◆ **The exercise**
Give back all of the records below unchanged, line for line.

◆ **Information provided**
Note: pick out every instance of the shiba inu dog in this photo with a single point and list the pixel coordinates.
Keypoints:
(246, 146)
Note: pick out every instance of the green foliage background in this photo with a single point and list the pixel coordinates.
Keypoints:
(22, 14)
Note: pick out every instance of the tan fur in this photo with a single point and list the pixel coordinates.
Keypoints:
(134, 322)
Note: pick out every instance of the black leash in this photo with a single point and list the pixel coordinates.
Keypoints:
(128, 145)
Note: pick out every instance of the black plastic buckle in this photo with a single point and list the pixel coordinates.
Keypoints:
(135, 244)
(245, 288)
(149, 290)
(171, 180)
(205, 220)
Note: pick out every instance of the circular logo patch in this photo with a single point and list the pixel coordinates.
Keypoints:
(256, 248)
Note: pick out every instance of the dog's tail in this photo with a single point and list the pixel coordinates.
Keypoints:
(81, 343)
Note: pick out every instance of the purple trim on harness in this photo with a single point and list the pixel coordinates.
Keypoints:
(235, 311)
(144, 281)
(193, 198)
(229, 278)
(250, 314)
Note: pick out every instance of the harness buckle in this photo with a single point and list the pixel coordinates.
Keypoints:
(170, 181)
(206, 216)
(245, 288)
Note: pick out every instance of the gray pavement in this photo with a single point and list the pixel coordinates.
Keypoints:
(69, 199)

◆ **Output of the task**
Note: pick out every instance of the shiba inu dog in this photo with a single point and list the pixel coordinates.
Keypoints:
(246, 146)
Note: pick out every instance of the green foliage background in this photo with a single point and list the pixel coordinates.
Keypoints:
(22, 14)
Note: pick out every instance of the tan fur in this photo with a single point and list the pixel coordinates.
Keypoints:
(134, 322)
Note: pick out every instance of the black leash in this photo with a single point and list the pixel coordinates.
Keypoints:
(128, 145)
Note: pick out every instance of the black plastic buckle in this photo with a single point and list the pixel coordinates.
Keypoints:
(135, 244)
(245, 288)
(149, 290)
(171, 180)
(205, 220)
Note: pick out every instance of the circular logo patch in this photo with a single point and list the pixel coordinates.
Keypoints:
(256, 248)
Note: pick out every instance of the dog's tail in this photo with a single point and list the pixel coordinates.
Keypoints:
(81, 343)
Note: pick out every instance of the purple trim on harness in this photo with a single point and list the pixel coordinates.
Keypoints:
(235, 311)
(144, 281)
(193, 198)
(229, 278)
(250, 314)
Note: pick out every instance of the harness buckle in this photo with a single point and list the pixel coordinates.
Keypoints:
(170, 181)
(206, 216)
(245, 288)
Note: pick out every instance of the gray pavement in this photo with a single point and list the pixel coordinates.
Keypoints:
(69, 199)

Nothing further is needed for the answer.